- 任务说明
在这篇讲函数式线段树模拟二进制数组的页面里，进位是用什么操作实现的？

- 页面

= = = =

我们那函数式线段树来模拟二进制数组。那么单次修改就是log（n）的时间和空间复杂度
那么，比较大小怎么搞？搞一搞Hash，然后找到第一位不同的地方比较大小，仍然是log（n）
那么怎么进位？单点赋一，区间赋零即可，也为log（n）
然后就是码代码的事情了，我代码只写了一个小时，然而调试了3小时QAQ

#include<iostream>
#include<cstdio>
#include<queue>
#include<cstring>
#define LL long long
using namespace std;

const int MAXN = 200000+9;
const int MOD = 1000000000+7;
const int HASH = 9999971;
const int SEED = 137;
const int INF = 100000000;

int n,m,T,to[MAXN],head[MAXN],nxt[MAXN],cost[MAXN];
int s,t,done[MAXN],tpw[MAXN];

inline int read(){
	char c=getchar(); int buf=0,f=1;
	while (c<'0'||c>'9'){if(c=='-')f=-1;c=getchar();}
	while (c<='9'&&c>='0'){buf=buf*10+c-'0';c=getchar();}
	return buf*f;
}

namespace Chair_Tree{
	#define CT Chair_Tree
	#define N 10000000
	#define MX 200000
	int root[MAXN],hash[N],val[N],ch[N][2],MN[N];
	int ans_tmp,cnt;
	
	inline bool cmp(int w1, int w2){
		int l=1,r=MX,mid;
		while (l < r){
			mid = (l+r+1)/2;
			if (hash[ch[w1][1]] != hash[ch[w2][1]] || val[ch[w1][1]] != val[ch[w2][1]])

= = = =

- 数据行
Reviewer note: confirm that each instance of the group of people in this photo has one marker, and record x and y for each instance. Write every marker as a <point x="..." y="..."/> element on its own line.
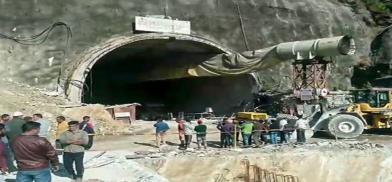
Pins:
<point x="258" y="132"/>
<point x="261" y="132"/>
<point x="185" y="131"/>
<point x="26" y="140"/>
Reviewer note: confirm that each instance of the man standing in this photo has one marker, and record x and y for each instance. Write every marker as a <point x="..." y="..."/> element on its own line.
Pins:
<point x="14" y="126"/>
<point x="45" y="125"/>
<point x="201" y="132"/>
<point x="247" y="129"/>
<point x="86" y="126"/>
<point x="181" y="132"/>
<point x="258" y="129"/>
<point x="228" y="130"/>
<point x="62" y="126"/>
<point x="222" y="134"/>
<point x="188" y="133"/>
<point x="3" y="157"/>
<point x="282" y="125"/>
<point x="5" y="118"/>
<point x="160" y="131"/>
<point x="301" y="125"/>
<point x="73" y="141"/>
<point x="33" y="155"/>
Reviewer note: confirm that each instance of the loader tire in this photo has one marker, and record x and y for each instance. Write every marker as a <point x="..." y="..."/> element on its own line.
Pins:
<point x="345" y="126"/>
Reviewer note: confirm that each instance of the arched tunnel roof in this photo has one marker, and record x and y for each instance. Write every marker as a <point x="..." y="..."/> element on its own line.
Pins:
<point x="79" y="69"/>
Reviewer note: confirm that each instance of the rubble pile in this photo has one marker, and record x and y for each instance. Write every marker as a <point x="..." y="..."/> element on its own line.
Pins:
<point x="101" y="119"/>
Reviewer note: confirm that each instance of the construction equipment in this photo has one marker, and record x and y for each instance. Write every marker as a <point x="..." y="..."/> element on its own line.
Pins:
<point x="372" y="108"/>
<point x="254" y="116"/>
<point x="374" y="105"/>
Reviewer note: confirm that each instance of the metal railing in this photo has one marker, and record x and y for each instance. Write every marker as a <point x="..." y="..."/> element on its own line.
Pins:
<point x="254" y="173"/>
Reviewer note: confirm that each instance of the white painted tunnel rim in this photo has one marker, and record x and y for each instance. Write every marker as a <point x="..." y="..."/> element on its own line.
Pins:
<point x="86" y="60"/>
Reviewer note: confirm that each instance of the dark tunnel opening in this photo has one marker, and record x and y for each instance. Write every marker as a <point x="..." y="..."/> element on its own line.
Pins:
<point x="141" y="72"/>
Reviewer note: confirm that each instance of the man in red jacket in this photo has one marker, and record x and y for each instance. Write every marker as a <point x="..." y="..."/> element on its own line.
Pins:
<point x="3" y="158"/>
<point x="33" y="155"/>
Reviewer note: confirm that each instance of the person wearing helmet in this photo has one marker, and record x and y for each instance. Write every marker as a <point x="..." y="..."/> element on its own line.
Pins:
<point x="201" y="132"/>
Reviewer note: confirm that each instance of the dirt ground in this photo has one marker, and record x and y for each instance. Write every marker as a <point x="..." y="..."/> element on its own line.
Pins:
<point x="128" y="153"/>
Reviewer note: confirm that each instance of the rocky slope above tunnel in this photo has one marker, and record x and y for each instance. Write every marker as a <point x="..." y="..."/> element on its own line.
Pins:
<point x="238" y="25"/>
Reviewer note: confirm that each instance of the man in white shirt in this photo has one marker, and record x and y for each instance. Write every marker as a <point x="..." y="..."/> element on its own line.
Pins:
<point x="301" y="125"/>
<point x="282" y="124"/>
<point x="45" y="125"/>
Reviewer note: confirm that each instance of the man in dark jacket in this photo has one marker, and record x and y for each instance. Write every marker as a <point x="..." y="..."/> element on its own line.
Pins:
<point x="14" y="126"/>
<point x="201" y="132"/>
<point x="228" y="130"/>
<point x="33" y="155"/>
<point x="86" y="126"/>
<point x="160" y="131"/>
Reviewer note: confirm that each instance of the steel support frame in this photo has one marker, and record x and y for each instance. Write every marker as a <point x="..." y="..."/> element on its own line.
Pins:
<point x="310" y="74"/>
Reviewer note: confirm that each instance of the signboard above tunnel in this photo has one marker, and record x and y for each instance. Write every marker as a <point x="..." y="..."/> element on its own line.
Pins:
<point x="151" y="24"/>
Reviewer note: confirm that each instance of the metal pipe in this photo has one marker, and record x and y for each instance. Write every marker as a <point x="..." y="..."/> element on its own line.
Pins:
<point x="309" y="49"/>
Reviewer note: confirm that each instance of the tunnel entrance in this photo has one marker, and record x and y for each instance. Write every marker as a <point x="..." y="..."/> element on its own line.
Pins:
<point x="151" y="72"/>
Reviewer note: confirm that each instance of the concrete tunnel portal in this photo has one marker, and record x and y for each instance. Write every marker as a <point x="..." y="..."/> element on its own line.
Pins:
<point x="148" y="71"/>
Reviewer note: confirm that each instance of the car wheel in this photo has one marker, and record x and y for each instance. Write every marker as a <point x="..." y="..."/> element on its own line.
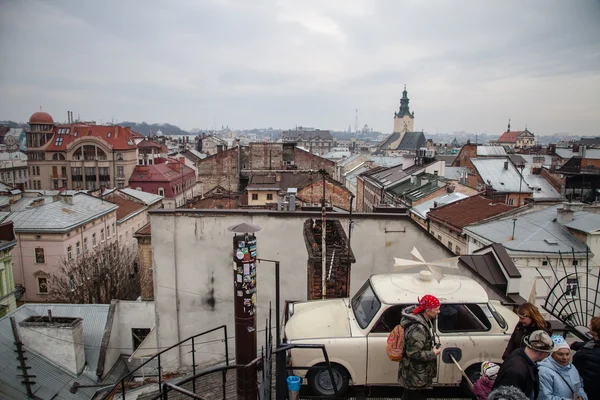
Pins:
<point x="319" y="380"/>
<point x="473" y="372"/>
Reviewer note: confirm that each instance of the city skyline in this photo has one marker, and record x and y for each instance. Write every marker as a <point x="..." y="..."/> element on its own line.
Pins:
<point x="282" y="64"/>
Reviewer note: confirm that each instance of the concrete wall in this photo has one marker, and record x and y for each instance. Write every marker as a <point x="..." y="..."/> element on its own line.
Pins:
<point x="192" y="264"/>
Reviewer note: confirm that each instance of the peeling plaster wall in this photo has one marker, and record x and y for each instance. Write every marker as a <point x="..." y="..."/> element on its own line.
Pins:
<point x="193" y="267"/>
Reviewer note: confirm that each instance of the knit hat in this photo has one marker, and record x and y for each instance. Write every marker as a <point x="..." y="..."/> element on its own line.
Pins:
<point x="560" y="343"/>
<point x="540" y="341"/>
<point x="489" y="369"/>
<point x="507" y="393"/>
<point x="427" y="302"/>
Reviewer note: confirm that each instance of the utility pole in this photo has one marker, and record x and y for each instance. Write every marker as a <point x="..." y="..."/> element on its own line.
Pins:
<point x="323" y="241"/>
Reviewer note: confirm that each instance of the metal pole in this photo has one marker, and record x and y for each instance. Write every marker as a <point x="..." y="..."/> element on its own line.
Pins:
<point x="323" y="243"/>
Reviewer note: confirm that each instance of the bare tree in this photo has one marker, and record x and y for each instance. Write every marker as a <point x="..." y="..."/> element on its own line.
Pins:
<point x="97" y="277"/>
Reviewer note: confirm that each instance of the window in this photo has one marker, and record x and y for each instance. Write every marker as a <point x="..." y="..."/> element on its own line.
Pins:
<point x="39" y="255"/>
<point x="138" y="335"/>
<point x="572" y="287"/>
<point x="462" y="318"/>
<point x="389" y="319"/>
<point x="42" y="285"/>
<point x="365" y="305"/>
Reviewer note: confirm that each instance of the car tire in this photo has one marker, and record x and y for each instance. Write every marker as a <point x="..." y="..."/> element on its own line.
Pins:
<point x="473" y="372"/>
<point x="319" y="380"/>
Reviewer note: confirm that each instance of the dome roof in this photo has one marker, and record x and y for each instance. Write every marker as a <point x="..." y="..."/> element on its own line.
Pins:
<point x="41" y="117"/>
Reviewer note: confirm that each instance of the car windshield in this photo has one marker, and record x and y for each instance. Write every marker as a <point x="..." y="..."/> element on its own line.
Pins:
<point x="365" y="305"/>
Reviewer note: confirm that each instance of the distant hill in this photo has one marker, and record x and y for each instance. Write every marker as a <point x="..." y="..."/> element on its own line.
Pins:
<point x="145" y="128"/>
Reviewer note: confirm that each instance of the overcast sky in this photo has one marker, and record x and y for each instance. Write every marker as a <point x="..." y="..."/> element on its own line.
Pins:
<point x="468" y="65"/>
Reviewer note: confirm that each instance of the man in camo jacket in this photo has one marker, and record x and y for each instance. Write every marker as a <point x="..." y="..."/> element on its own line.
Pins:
<point x="419" y="360"/>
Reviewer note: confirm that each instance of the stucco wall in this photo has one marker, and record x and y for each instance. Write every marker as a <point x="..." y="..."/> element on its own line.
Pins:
<point x="192" y="264"/>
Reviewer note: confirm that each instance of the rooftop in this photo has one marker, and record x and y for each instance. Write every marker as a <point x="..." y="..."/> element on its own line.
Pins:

= = = =

- 任务答案
单点赋一，区间赋零，复杂度为log（n）。